# start of MATERIAL FOR THIS EXERCISE

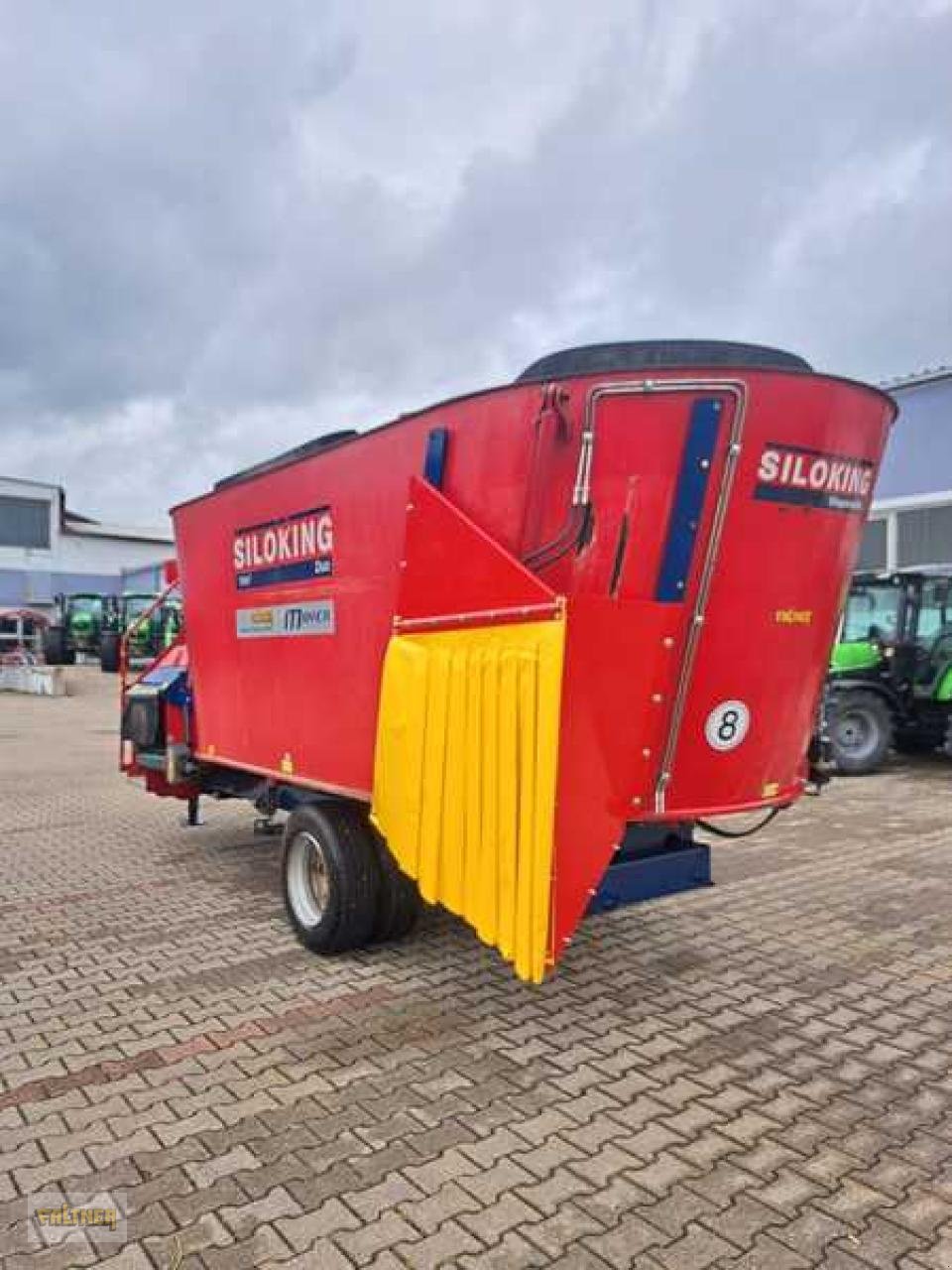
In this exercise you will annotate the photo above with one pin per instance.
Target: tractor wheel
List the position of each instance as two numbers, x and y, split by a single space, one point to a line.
331 876
399 902
861 733
109 653
55 652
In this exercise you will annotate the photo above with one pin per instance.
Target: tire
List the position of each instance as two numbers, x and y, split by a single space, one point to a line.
399 902
331 876
55 652
109 653
861 733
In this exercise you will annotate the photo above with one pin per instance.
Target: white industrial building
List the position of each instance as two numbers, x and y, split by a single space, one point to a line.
46 549
910 522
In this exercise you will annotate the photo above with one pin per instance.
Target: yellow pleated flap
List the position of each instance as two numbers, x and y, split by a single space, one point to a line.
465 775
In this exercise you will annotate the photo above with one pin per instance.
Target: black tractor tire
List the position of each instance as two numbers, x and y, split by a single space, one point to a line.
55 651
399 902
861 731
331 876
109 653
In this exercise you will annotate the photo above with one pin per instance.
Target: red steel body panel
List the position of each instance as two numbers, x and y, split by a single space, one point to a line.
304 708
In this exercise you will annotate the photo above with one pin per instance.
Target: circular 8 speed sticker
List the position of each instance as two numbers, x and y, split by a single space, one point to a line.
728 725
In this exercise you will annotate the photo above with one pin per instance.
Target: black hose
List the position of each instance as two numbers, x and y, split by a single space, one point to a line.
742 833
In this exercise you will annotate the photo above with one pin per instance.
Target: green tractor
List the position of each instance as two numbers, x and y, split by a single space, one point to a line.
77 627
890 680
145 639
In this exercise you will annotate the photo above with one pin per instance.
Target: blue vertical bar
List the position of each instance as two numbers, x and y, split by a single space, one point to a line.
435 458
693 477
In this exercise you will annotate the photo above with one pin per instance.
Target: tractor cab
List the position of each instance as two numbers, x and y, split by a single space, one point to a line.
148 626
892 670
76 629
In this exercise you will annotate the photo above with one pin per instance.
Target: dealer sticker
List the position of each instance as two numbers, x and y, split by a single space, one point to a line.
284 620
728 725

# end of MATERIAL FOR THIS EXERCISE

» PROBLEM STATEMENT: Set down all the entries exactly as they appear, but skip any pictures.

» RESULT OF THE EXERCISE:
In this exercise you will annotate the photo above with one pin per instance.
Target: tractor wheel
List the position of each instance as two numbers, x and y, split by a single space, one point to a line.
331 876
399 902
861 733
109 653
55 652
In this exercise you will annotate the photo above with one pin per instance.
Target: tire
List the position of each instance as two numbers, x and y, split by a single space, one point to a line.
399 902
331 876
55 652
109 653
861 733
In this exercise you will annotate the photo above with one pin per instance.
Target: white industrial building
List the position of each instance as two numbers, x and y, split by a single space, one point to a line.
46 549
910 522
In this exercise you will annotate the photo above with one pin per instance.
Target: yellow pleated flap
List the position of each instance as two numbers, x and y, split by a single space, one point to a line.
465 775
In this exercise you will annotate the photo above with one pin per instance.
Target: black tractor tire
List the position of each instance as two numbers, x and y, split by a single space, one point to a line.
55 651
399 902
861 731
331 876
109 653
In this exercise you will annotate the photo above with one pin per instance.
Target: red steel body panel
List the position of each instance as two numbers, x and y, split by a single space, one point to a line.
304 708
In this exercise you will annotate the photo above with one pin per instance.
Target: circular 8 speed sticker
List the position of each instance as two numbers, x and y, split by a single space, one point to a line.
728 725
In this exercise you will annotate the photo above with one pin per instance.
Target: black hose
List the position of each instance as two numbers, x and y, split by a single space, one point to a line.
742 833
In this exercise you will annotate the photo above with one pin per instance.
Target: green tractor
List the position of each instance as two numbers, x and y, split by a single space, one point to a line.
77 627
890 680
145 639
In this exercise you will annotate the photo above with one pin per instance.
Target: blue vertical bar
List the position of each instance as two numbers, x and y, split by a single space, one point to a line.
435 458
693 477
In this exercise you will annotate the photo above with one pin per instance.
Target: tractor cab
List the position of each instance as two numbers, x and y, split by a single space, one point to a line.
148 626
892 670
76 629
In this exercise you will annotate the photo above with one pin per instance.
Target: dealer sticker
List the position of each instance as two numbers, x and y, split by a single space, one point to a line.
284 620
728 725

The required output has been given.